━━━━━ Input material ━━━━━

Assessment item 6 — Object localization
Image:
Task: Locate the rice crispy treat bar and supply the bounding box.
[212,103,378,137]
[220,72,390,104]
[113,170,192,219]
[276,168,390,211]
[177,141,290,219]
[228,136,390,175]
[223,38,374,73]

━━━━━

• [What is needed]
Return the records given above in their entirety, word for word.

• [Expected answer]
Assessment item 6 — Object localization
Image:
Task: Locate the rice crispy treat bar and supply the bounding box.
[212,103,378,137]
[220,72,390,104]
[113,170,192,219]
[276,168,390,211]
[177,141,290,219]
[228,136,390,175]
[223,38,374,73]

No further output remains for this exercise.